[Dataset records]
════

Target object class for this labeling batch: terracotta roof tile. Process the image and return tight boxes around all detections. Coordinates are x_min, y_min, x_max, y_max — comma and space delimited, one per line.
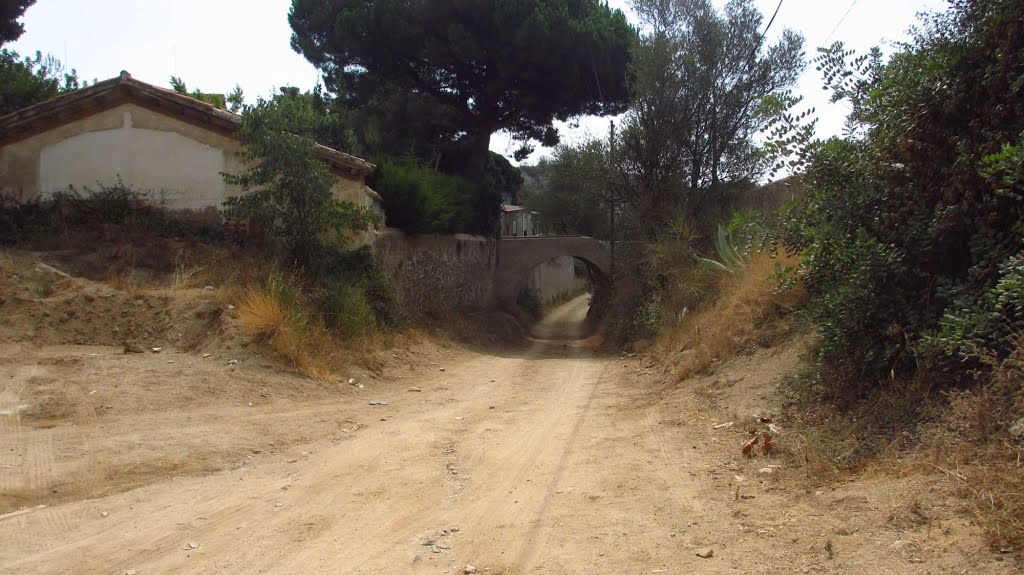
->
0, 71, 375, 176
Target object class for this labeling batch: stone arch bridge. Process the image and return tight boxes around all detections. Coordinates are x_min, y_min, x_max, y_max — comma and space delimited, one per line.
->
495, 236, 611, 307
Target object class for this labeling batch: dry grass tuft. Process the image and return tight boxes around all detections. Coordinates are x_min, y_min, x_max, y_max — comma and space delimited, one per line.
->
237, 288, 294, 339
662, 252, 805, 380
924, 345, 1024, 554
102, 270, 141, 294
172, 263, 205, 289
235, 278, 412, 380
236, 285, 326, 378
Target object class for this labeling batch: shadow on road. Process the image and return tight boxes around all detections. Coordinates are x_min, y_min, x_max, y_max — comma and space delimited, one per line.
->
529, 294, 600, 347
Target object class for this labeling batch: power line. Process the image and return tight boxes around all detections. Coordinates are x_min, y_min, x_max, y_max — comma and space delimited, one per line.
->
760, 0, 785, 46
747, 0, 785, 63
824, 0, 859, 44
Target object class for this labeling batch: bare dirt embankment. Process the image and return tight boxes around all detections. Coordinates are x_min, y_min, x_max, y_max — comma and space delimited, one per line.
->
0, 254, 1013, 574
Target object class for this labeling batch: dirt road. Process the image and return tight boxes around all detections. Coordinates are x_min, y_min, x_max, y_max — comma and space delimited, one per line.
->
1, 294, 652, 574
0, 294, 1009, 574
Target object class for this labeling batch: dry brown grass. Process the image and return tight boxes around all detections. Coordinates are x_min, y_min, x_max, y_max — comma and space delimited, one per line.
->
102, 270, 141, 294
779, 342, 1024, 555
172, 262, 205, 289
923, 346, 1024, 554
235, 280, 418, 380
236, 285, 323, 378
237, 288, 293, 337
234, 284, 329, 378
661, 252, 805, 380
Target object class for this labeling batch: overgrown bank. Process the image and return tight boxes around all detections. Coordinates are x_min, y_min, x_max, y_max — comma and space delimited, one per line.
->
628, 0, 1024, 559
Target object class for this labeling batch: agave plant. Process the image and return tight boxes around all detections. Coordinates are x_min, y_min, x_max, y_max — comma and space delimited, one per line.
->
695, 225, 748, 273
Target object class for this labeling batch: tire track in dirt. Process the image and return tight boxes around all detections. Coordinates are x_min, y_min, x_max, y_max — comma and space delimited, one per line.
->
15, 350, 538, 575
274, 353, 540, 574
1, 363, 86, 555
234, 344, 580, 574
511, 353, 603, 572
2, 295, 627, 575
452, 345, 606, 574
0, 372, 28, 553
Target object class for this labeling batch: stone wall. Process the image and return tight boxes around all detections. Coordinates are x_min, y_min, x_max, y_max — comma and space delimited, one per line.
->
371, 229, 496, 315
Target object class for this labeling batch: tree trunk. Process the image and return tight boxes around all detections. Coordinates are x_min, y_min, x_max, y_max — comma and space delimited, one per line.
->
464, 127, 493, 184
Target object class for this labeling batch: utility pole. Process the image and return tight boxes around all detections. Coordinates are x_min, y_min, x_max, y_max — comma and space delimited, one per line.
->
607, 119, 616, 277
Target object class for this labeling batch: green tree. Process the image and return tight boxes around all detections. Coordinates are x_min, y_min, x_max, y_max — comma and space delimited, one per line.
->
523, 139, 613, 238
227, 84, 245, 113
169, 75, 228, 109
288, 0, 636, 180
223, 94, 380, 267
0, 0, 34, 46
333, 80, 461, 166
0, 49, 81, 114
483, 152, 524, 207
786, 0, 1024, 387
621, 0, 804, 223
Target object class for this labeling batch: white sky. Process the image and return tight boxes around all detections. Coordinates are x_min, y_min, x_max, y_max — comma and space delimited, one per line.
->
9, 0, 946, 165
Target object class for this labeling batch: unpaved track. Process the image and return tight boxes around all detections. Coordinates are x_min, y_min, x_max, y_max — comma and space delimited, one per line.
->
0, 295, 698, 574
2, 293, 1008, 574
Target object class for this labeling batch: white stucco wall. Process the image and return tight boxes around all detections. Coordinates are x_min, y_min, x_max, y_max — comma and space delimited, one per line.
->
1, 102, 372, 213
527, 255, 584, 305
38, 110, 227, 210
501, 210, 538, 237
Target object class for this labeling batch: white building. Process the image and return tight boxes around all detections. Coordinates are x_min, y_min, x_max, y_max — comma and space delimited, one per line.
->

════

- **What you are asked to do**: All of the records should be output exactly as they stand, with pictures omitted.

- **Problem solution**:
Target object class for this labeling batch: terracotta roof tile. Process the image and return tight boxes around all detections. Coordinates are x_min, y_min, x_max, y_max — comma and space delimited, one per line.
->
0, 71, 375, 176
Target object class for this labeling batch: stone arch bridge. Process the image and return tight boxes around all detections. Coordinates are x_min, y_min, x_max, y_max — comma and space delimited, one per line.
->
495, 236, 611, 307
Target object class for this labeling batch: dry grass tuft. Process the image and return tight boxes around all detections. Coordinates are x_min, y_min, x_max, y_max — comma and space delimited, one per line.
->
237, 288, 294, 339
662, 252, 805, 380
924, 345, 1024, 554
102, 270, 141, 294
172, 263, 205, 289
235, 278, 412, 380
236, 285, 326, 378
Target object class for this labeling batch: shadow on road. Process the image and return tight boxes around all detections. Coordinates are x_min, y_min, x_max, y_max — comma and space delimited, one per line.
->
529, 294, 600, 347
Target object class for this labeling batch: power line. Process the image and return tight boxes around all detections. Coordinates are x_min, y_min, x_max, y_max — comma and space delimited, one per line.
->
760, 0, 785, 46
747, 0, 785, 63
824, 0, 859, 44
Target object class for this labeling batch: bare dirt embankment. Process the image and return tight boxes around all detections. Coordinates are x_min, y_min, x_max, y_max — comma and space delimited, one per line.
->
0, 254, 1013, 574
Target object class for this labeling batch: dirt road. Process the image and return tight boxes around all detections. Coordinates are x_min, y_min, x_max, y_max — comma and space delimited, one per line.
->
1, 294, 652, 574
0, 294, 1009, 574
Target object class for this labeling batch: dry brown grass. Process the image and return tight boxes around all detections. Coordinates are x_min, y_min, x_max, y_max — comma and space delimited, one per line.
->
102, 270, 141, 294
779, 342, 1024, 555
172, 262, 205, 289
923, 346, 1024, 554
235, 280, 418, 380
236, 285, 323, 378
237, 288, 293, 337
234, 284, 329, 378
661, 252, 805, 380
Target object class for this labeling batch: overgrown bank. Process the image and return tight boxes around all detections. Coordinates are x_min, y_min, x_max, y_max — comma and space delimited, one per line.
->
628, 0, 1024, 559
Target object class for this labeling batch: agave plant. Process the image and return tight boxes around all detections. Coordinates are x_min, y_min, x_max, y_max — comma and space delimited, one per line.
->
695, 225, 748, 273
Target object class for this labeling batch: tire track in dirt. Process the image and return tight boxes around all detections. Coordinates are x_min, y_min, x_max, y_max — comma and space delimited, one per line.
->
15, 350, 538, 575
274, 353, 540, 574
1, 363, 86, 555
234, 344, 580, 574
511, 353, 603, 572
2, 295, 627, 575
452, 345, 606, 574
0, 372, 28, 553
Target object class for this labeling batch: stone wall. Process the image and return tight boxes around all detections. Coordinates are x_min, y_min, x_max, y_max — comma and space delimited, one per line.
->
371, 229, 496, 315
Target object class for this labeling batch: tree trunk. Process the image and return tight boxes around all detections. Coordinates are x_min, y_min, x_max, y_max — comma and space delimited, one per line.
->
464, 127, 493, 184
Target object class for this labeling batch: utility pole. Process the image and return tight boxes around all detections. Coordinates are x_min, y_min, x_max, y_max — comma and space delimited, one per line.
->
607, 119, 616, 277
Target object class for this labeling batch: green tree. Process the image and return tight boxes around all detections. Coordinates are x_min, y_min, x_max, y_max — comma and space delimited, one per line.
->
523, 139, 613, 238
227, 84, 245, 113
169, 75, 228, 109
288, 0, 636, 180
223, 94, 380, 267
0, 0, 34, 46
333, 80, 461, 166
0, 49, 81, 114
483, 152, 524, 207
786, 0, 1024, 387
621, 0, 804, 223
Target object class for this labeling batch: white sky. Process the image and return tight boxes around all detections. Coordinates are x_min, y_min, x_max, y_max — comma and space delimited, one per line.
->
9, 0, 946, 165
Target object class for this labeling batch: unpaved track. Process the image and return tight boxes around all detections. Coordinates are x_min, y_min, x_max, y_max — comma and space delimited, one per line.
->
0, 295, 698, 574
2, 293, 1008, 574
Target object class for this labeling batch: white stucco wall. Process the image and return tight boxes around all detections. Coordinates are x_min, y_min, x_max, y_max — comma and space delimited, one per line.
->
1, 102, 372, 213
527, 255, 584, 305
38, 110, 227, 210
501, 210, 538, 237
Target object class for this labeling batch: white building. Process the image and return tight boxes around all detections. Coordinates are x_min, y_min, x_max, y_max — comma and space delimited, one per line.
->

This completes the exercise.